Records shown
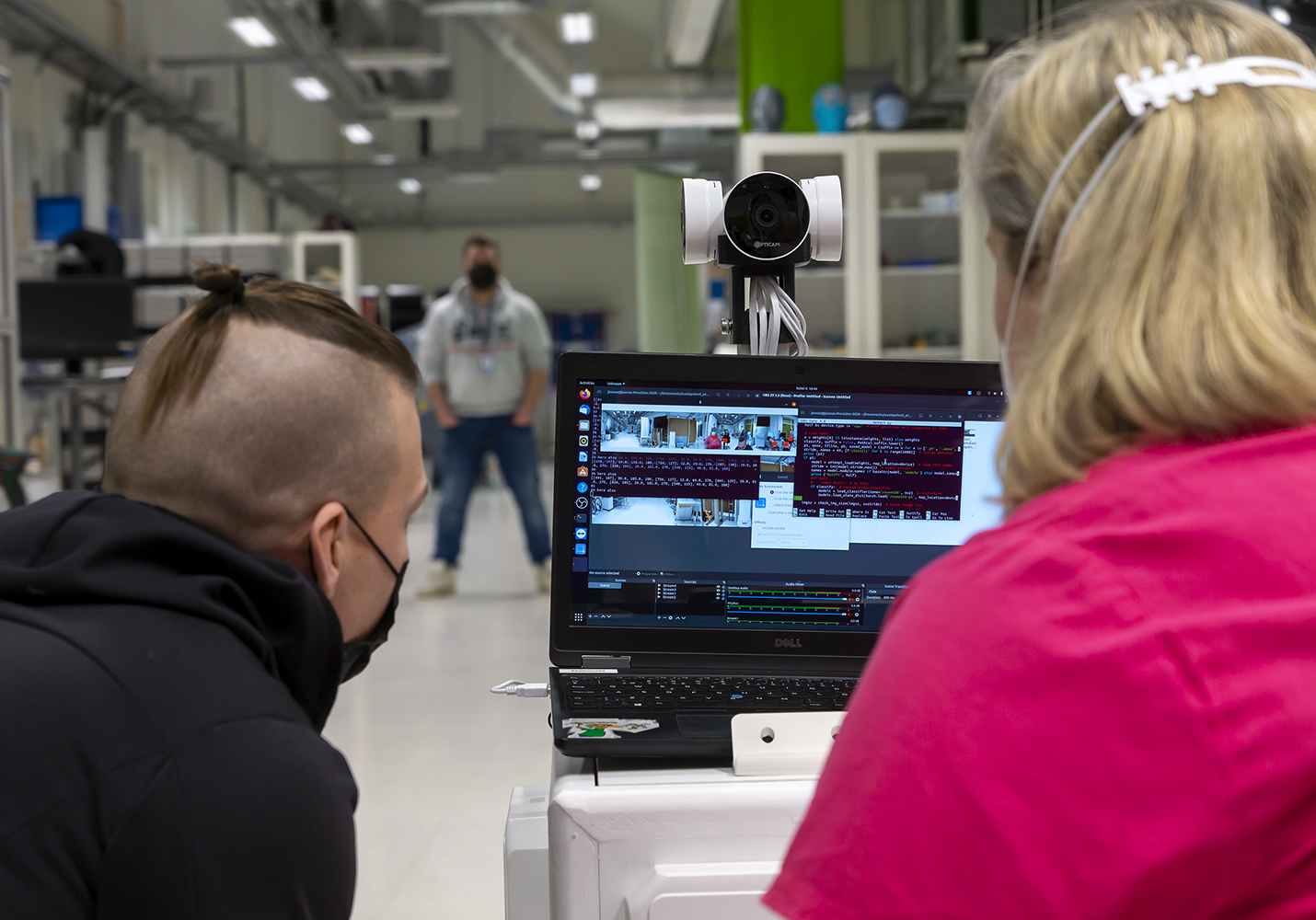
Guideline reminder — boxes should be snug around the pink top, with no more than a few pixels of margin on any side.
[765,428,1316,920]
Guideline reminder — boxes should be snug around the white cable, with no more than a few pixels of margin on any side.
[745,275,809,358]
[490,681,548,696]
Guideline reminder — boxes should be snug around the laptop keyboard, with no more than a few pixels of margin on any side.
[560,673,857,712]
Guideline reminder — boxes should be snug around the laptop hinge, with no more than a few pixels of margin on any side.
[581,655,630,672]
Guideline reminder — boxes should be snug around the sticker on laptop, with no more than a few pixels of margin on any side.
[562,719,658,739]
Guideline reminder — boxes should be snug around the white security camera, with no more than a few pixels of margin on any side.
[680,172,844,265]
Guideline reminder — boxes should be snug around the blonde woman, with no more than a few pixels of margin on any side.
[765,0,1316,920]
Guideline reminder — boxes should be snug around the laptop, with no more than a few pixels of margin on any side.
[548,351,1006,758]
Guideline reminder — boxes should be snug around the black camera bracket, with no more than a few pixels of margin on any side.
[717,233,814,345]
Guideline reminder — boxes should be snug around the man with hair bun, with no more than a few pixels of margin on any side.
[0,266,428,920]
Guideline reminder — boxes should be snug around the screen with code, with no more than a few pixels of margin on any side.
[594,452,759,500]
[555,380,1006,632]
[795,421,964,522]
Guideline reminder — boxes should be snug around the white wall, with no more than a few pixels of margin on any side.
[361,223,636,351]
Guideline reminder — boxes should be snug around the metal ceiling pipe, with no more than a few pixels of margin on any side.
[468,17,584,119]
[0,0,342,213]
[229,0,380,122]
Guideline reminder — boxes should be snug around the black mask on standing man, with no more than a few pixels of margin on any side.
[339,505,410,683]
[468,262,498,291]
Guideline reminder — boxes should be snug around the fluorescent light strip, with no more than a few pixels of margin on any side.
[342,125,375,144]
[229,16,279,48]
[292,76,329,103]
[571,74,599,98]
[560,13,594,45]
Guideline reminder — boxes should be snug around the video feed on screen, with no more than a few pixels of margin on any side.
[600,406,799,455]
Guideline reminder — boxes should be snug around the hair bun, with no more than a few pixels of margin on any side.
[192,262,242,293]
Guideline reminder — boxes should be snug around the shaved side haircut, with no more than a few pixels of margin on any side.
[105,266,419,551]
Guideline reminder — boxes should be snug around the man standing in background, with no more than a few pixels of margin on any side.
[417,236,550,597]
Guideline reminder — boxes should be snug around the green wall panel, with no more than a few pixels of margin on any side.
[740,0,845,132]
[636,170,704,352]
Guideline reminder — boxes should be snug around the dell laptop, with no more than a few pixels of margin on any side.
[548,351,1006,758]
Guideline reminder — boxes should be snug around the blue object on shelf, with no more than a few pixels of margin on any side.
[812,83,850,134]
[872,83,909,132]
[37,195,82,242]
[548,313,608,382]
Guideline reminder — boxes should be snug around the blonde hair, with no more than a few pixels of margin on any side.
[966,0,1316,511]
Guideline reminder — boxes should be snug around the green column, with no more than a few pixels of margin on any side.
[740,0,845,132]
[636,170,704,352]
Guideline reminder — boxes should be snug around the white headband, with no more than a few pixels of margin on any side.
[1000,54,1316,395]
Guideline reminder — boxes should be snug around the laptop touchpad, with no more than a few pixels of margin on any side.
[676,713,732,739]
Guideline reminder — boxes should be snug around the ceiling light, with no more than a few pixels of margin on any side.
[292,76,329,103]
[341,48,453,74]
[229,16,279,48]
[342,125,375,144]
[425,0,532,16]
[571,74,599,98]
[560,13,594,45]
[594,98,740,132]
[388,100,462,121]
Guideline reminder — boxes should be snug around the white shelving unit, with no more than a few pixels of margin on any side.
[740,132,998,361]
[292,230,361,313]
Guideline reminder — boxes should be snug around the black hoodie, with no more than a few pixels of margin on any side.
[0,492,357,920]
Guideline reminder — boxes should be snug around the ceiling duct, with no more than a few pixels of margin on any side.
[466,16,584,119]
[0,0,341,213]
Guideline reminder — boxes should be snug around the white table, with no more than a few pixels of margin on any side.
[505,753,817,920]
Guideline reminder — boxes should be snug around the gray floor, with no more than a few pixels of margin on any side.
[325,483,553,920]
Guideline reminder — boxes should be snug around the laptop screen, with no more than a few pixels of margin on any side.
[557,360,1006,635]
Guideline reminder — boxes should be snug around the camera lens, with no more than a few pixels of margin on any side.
[722,172,809,262]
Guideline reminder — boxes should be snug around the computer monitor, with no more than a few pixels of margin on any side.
[18,276,137,361]
[37,195,82,242]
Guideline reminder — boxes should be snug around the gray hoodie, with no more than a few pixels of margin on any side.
[420,276,548,419]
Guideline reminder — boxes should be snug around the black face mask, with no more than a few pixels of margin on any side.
[339,505,410,683]
[468,262,498,291]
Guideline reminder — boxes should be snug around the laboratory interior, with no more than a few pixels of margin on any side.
[7,0,1316,920]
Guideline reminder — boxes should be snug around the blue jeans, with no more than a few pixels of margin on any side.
[434,416,551,565]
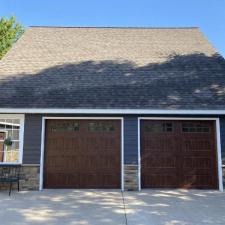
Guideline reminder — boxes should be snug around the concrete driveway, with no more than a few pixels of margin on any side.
[0,190,225,225]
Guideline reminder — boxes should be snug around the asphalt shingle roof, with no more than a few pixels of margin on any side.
[0,27,225,109]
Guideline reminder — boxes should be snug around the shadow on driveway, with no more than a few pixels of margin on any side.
[124,190,225,225]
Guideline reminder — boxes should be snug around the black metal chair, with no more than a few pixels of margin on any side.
[0,165,21,196]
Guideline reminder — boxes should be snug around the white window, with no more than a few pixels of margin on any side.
[0,114,24,164]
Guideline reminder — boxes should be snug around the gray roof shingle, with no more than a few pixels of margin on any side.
[0,27,225,109]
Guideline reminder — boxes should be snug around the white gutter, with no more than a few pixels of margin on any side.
[0,108,225,115]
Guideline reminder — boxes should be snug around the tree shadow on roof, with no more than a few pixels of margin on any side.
[0,54,225,109]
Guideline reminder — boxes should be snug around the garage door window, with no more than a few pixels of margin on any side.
[0,116,23,164]
[145,123,173,133]
[88,122,114,132]
[182,123,210,133]
[51,121,80,132]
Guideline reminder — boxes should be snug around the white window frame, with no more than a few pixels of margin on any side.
[138,117,224,192]
[0,114,25,166]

Exercise task
Can you recast every line of the data above as a Markdown table with the columns Row and Line, numbering the rows and skipping blank lines? Leave the pictures out.

Result of the exercise
| Row | Line |
|---|---|
| 1 | Guideline reminder — boxes should be snug around the pink top, with no more than a few pixels of margin on any side. |
| 2 | [765,428,1316,920] |
| 3 | Guideline reminder — boxes should be snug around the white cable, with no more than a few pixels of margin on any side. |
| 4 | [745,275,809,358] |
| 5 | [490,681,548,696] |
| 6 | Guideline reminder — boxes should be snug around the laptop keyboard, with no more than a few pixels of margin on any side. |
| 7 | [560,673,857,712] |
| 8 | Guideline reminder — boxes should be snug around the laptop hinge, with no more than a few pixels of margin on any side. |
| 9 | [581,655,630,672] |
| 10 | Guideline reminder — boxes should be snug around the sticker on laptop, with no more than a few pixels of margin on any side. |
| 11 | [562,719,658,739] |
| 12 | Guideline reminder — boxes should be snug around the white security camera, with no more than a few pixels of margin on any side. |
| 13 | [680,172,844,265] |
| 14 | Guideline reminder — boxes should be snug around the blonde woman, with no more than a few pixels of margin on any side. |
| 15 | [765,0,1316,920] |
| 16 | Guideline reminder — boxes should be snug around the laptop, with no more than a few pixels of margin on any side. |
| 17 | [548,351,1006,758] |
| 18 | Guideline reminder — boxes should be snug around the black camera bracket, with no more than a few pixels of margin on any side. |
| 19 | [717,233,814,345] |
| 20 | Guideline reminder — boxes should be snug around the man with hair bun, with no more than a few pixels of margin on any side. |
| 21 | [0,266,428,920] |
| 22 | Guideline reminder — boxes should be snug around the screen with code, with no more than a few pixels of margin on any side. |
| 23 | [594,452,759,500] |
| 24 | [555,380,1006,632] |
| 25 | [795,421,964,522] |
| 26 | Guideline reminder — boxes should be snug around the white wall, with no more than a few pixels of margin on any side. |
| 27 | [361,223,636,351] |
| 28 | Guideline reminder — boxes should be snug around the metal ceiling pipe, with no more than a few pixels of margin on any side. |
| 29 | [468,17,584,119] |
| 30 | [0,0,342,213] |
| 31 | [229,0,380,122] |
| 32 | Guideline reminder — boxes should be snug around the black mask on standing man, with no more than a few pixels of margin on any side. |
| 33 | [339,505,410,683] |
| 34 | [468,262,498,291] |
| 35 | Guideline reminder — boxes should be snug around the fluorescent light strip, with no more than a few pixels of margin on any side. |
| 36 | [342,125,375,144] |
| 37 | [229,16,279,48] |
| 38 | [292,76,329,103] |
| 39 | [571,74,599,98] |
| 40 | [560,13,594,45] |
| 41 | Guideline reminder — boxes should be snug around the video feed on screen, with no more than a few pixels of margin on any side. |
| 42 | [600,406,799,455] |
| 43 | Guideline reminder — boxes should be snug around the hair bun, with no more than a few pixels of margin on any side. |
| 44 | [192,262,242,293] |
| 45 | Guideline reminder — boxes should be snug around the shaved side haircut, with no more than a few pixels of margin on any side. |
| 46 | [105,266,419,551] |
| 47 | Guideline reminder — boxes should be snug around the man standing in background, with no more than a few pixels of margin on any side. |
| 48 | [417,236,550,597] |
| 49 | Guideline reminder — boxes should be snug around the green wall panel, with no more than a few pixels of margin on any side. |
| 50 | [740,0,845,132] |
| 51 | [636,170,704,352] |
| 52 | Guideline reminder — boxes should be snug around the dell laptop, with no more than a few pixels of margin on any side. |
| 53 | [548,351,1006,758] |
| 54 | Guideline reminder — boxes should be snug around the blue object on shelf, with no more than a few pixels of margin on any side. |
| 55 | [812,83,850,134] |
| 56 | [872,83,909,132] |
| 57 | [37,195,82,242] |
| 58 | [548,313,608,382] |
| 59 | Guideline reminder — boxes should be snug around the blonde hair, with no more than a few pixels of margin on any side. |
| 60 | [966,0,1316,511] |
| 61 | Guideline reminder — boxes should be snug around the green column, with no more than a few pixels of margin on any side. |
| 62 | [740,0,845,132] |
| 63 | [636,170,704,352] |
| 64 | Guideline reminder — boxes should be snug around the white headband, with no more than a few pixels of margin on any side. |
| 65 | [1000,54,1316,395] |
| 66 | Guideline reminder — boxes should be snug around the laptop touchpad, with no more than a few pixels of margin on any side. |
| 67 | [676,713,732,739] |
| 68 | Guideline reminder — boxes should be snug around the ceiling light, with no more than a few pixels of margin on any side. |
| 69 | [292,76,329,103] |
| 70 | [341,48,453,74] |
| 71 | [229,16,279,48] |
| 72 | [342,125,375,144] |
| 73 | [425,0,532,16] |
| 74 | [571,74,599,98] |
| 75 | [560,13,594,45] |
| 76 | [594,98,740,132] |
| 77 | [388,100,462,121] |
| 78 | Guideline reminder — boxes should be snug around the white shelving unit, with no more than a few pixels of margin on any side. |
| 79 | [740,132,998,361] |
| 80 | [292,230,361,313] |
| 81 | Guideline reminder — boxes should be snug around the black hoodie, with no more than a few pixels of margin on any side. |
| 82 | [0,492,357,920] |
| 83 | Guideline reminder — boxes should be snug around the ceiling duct, with no more than a few pixels of margin on any side. |
| 84 | [466,16,584,119] |
| 85 | [0,0,341,213] |
| 86 | Guideline reminder — boxes should be snug around the white table, with no more than a few pixels of margin on any side. |
| 87 | [505,753,817,920] |
| 88 | Guideline reminder — boxes should be snug around the gray floor, with no more than a few pixels of margin on any side. |
| 89 | [325,483,553,920] |
| 90 | Guideline reminder — boxes should be snug around the laptop screen, with no more than a few pixels of margin on any side. |
| 91 | [557,360,1006,635] |
| 92 | Guideline reminder — boxes should be snug around the camera lens, with no more than a few pixels of margin on any side. |
| 93 | [722,172,809,262] |
| 94 | Guideline reminder — boxes should be snug around the computer monitor, with no more than a few pixels of margin on any side. |
| 95 | [18,276,137,361] |
| 96 | [37,195,82,242] |
| 97 | Guideline reminder — boxes should be snug around the gray hoodie, with no more than a few pixels of margin on any side. |
| 98 | [420,276,548,419] |
| 99 | Guideline reminder — boxes should be snug around the black face mask, with no more than a few pixels of margin on any side. |
| 100 | [339,505,410,683] |
| 101 | [468,262,498,291] |
| 102 | Guideline reminder — boxes should be snug around the laboratory interior, with no more than a few pixels of margin on any side. |
| 103 | [7,0,1316,920] |
| 104 | Guideline reminder — boxes should be snug around the blue jeans, with no more than a few pixels of margin on any side. |
| 105 | [434,416,551,565] |
| 106 | Guideline reminder — boxes should be snug around the concrete driveway, with no more than a few pixels of margin on any side. |
| 107 | [0,190,225,225] |
| 108 | Guideline reminder — boxes should be snug around the asphalt shingle roof, with no more than a few pixels of margin on any side. |
| 109 | [0,27,225,109] |
| 110 | Guideline reminder — boxes should be snug around the shadow on driveway, with no more than a few pixels of margin on any side. |
| 111 | [124,190,225,225] |
| 112 | Guideline reminder — boxes should be snug around the black metal chair, with no more than a few pixels of margin on any side. |
| 113 | [0,165,21,196] |
| 114 | Guideline reminder — boxes should be snug around the white window, with no more than a few pixels of margin on any side. |
| 115 | [0,114,24,164] |
| 116 | Guideline reminder — boxes should be snug around the gray roof shingle, with no more than a few pixels of margin on any side. |
| 117 | [0,27,225,109] |
| 118 | Guideline reminder — boxes should be snug around the white gutter, with no more than a few pixels of margin on any side. |
| 119 | [0,108,225,115] |
| 120 | Guideline reminder — boxes should be snug around the tree shadow on roof, with no more than a few pixels of margin on any side. |
| 121 | [0,54,225,109] |
| 122 | Guideline reminder — boxes should be snug around the garage door window, with no more than a few pixels of margin on any side. |
| 123 | [0,116,23,164] |
| 124 | [145,123,173,133] |
| 125 | [88,122,114,132] |
| 126 | [182,123,210,133] |
| 127 | [51,121,80,132] |
| 128 | Guideline reminder — boxes should be snug around the white window frame, with no more than a few pixels of margin on any side. |
| 129 | [138,117,224,192] |
| 130 | [0,114,25,166] |